[Stored data entries]

-*-

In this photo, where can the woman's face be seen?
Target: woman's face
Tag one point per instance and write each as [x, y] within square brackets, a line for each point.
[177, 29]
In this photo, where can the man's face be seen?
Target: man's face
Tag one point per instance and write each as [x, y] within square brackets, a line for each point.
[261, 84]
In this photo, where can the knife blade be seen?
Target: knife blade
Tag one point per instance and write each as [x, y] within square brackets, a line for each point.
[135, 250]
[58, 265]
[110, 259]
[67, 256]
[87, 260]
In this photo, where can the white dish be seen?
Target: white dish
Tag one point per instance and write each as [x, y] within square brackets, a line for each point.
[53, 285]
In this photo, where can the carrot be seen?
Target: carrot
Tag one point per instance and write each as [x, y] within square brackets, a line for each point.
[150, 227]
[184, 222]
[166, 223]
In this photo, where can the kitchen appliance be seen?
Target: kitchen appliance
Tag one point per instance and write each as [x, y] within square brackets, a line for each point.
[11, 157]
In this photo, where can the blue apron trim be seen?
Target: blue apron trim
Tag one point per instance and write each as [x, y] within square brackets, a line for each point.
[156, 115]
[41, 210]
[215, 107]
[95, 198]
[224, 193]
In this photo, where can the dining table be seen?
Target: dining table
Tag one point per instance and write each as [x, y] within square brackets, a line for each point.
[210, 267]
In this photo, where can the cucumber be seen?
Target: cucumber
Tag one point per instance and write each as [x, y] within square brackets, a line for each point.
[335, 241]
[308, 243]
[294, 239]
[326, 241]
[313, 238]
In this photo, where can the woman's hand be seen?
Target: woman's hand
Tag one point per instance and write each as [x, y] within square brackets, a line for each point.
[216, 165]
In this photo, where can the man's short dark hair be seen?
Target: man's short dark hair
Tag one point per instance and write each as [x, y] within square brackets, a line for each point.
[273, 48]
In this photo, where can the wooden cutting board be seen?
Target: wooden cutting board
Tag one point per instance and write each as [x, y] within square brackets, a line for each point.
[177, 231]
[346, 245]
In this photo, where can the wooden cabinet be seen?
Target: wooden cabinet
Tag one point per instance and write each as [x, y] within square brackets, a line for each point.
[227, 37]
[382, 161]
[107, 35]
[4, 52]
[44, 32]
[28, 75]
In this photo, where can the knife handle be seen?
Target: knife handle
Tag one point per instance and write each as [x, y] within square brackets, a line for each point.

-*-

Description of the task —
Nothing in the records may be dropped; reproduce them exactly.

Your solution —
In this photo, where can the woman's face be seen?
Target: woman's face
Tag one point per instance and write each as [x, y] within square brackets, a line for each point.
[177, 29]
In this photo, where can the man's face be seen?
Target: man's face
Tag one point per instance and write each as [x, y] within square brackets, a line for each point.
[261, 84]
In this photo, where can the knife blade be seen?
Target: knife blade
Tag one point per instance and write each as [x, y] within square brackets, a line for each point.
[135, 250]
[58, 265]
[110, 259]
[67, 256]
[87, 260]
In this photo, where can the white dish be seen?
Target: white dish
Tag one point per instance and write each as [x, y] within square brackets, a line for each point.
[53, 285]
In this photo, where can the carrot be seen?
Target: carrot
Tag one point per instance and write each as [x, y] within square brackets, a line for each point.
[150, 227]
[184, 222]
[166, 223]
In this photo, where can the kitchen appliance be seen?
Target: kitchen appliance
Tag one point per instance and write each as [x, y] within square brackets, a line for each point.
[11, 157]
In this photo, where can the blue apron trim be seen?
Target: blue apron trim
Tag one point per instance and write each as [x, y] within square brackets, a line for each point.
[156, 115]
[41, 210]
[215, 107]
[95, 198]
[224, 193]
In this photo, where can the dining table be seen?
Target: dining table
Tag one point per instance and write each as [x, y] within square brackets, a line for each point.
[210, 267]
In this photo, where can the cucumber be seen?
Target: cucumber
Tag one point per instance and write each as [x, y] within square brackets, a line for each point.
[335, 241]
[308, 243]
[294, 239]
[326, 241]
[313, 238]
In this photo, where can the woman's hand be seen?
Target: woman's hand
Tag one point per instance and write each as [x, y] within square brackets, a line for each point.
[216, 165]
In this photo, where can the man's short dark hair be seen?
Target: man's short dark hair
Tag one point per instance and write each as [x, y] within square brackets, a line for each point.
[273, 48]
In this photo, where can the wooden cutting board be seen?
Target: wooden cutting board
Tag one point per instance and write each as [x, y] within square brackets, a line for each point.
[177, 231]
[346, 245]
In this photo, where can the wooden cabinet be seen?
Target: wooden cabinet
Tag one point per instance and write each as [x, y] within square brackets, a line for each point.
[227, 37]
[382, 161]
[107, 35]
[4, 52]
[44, 32]
[28, 75]
In this photo, where can the knife handle be seen?
Target: knife handle
Tag one point per instance and write each as [x, y] within square brackets, a line for each point.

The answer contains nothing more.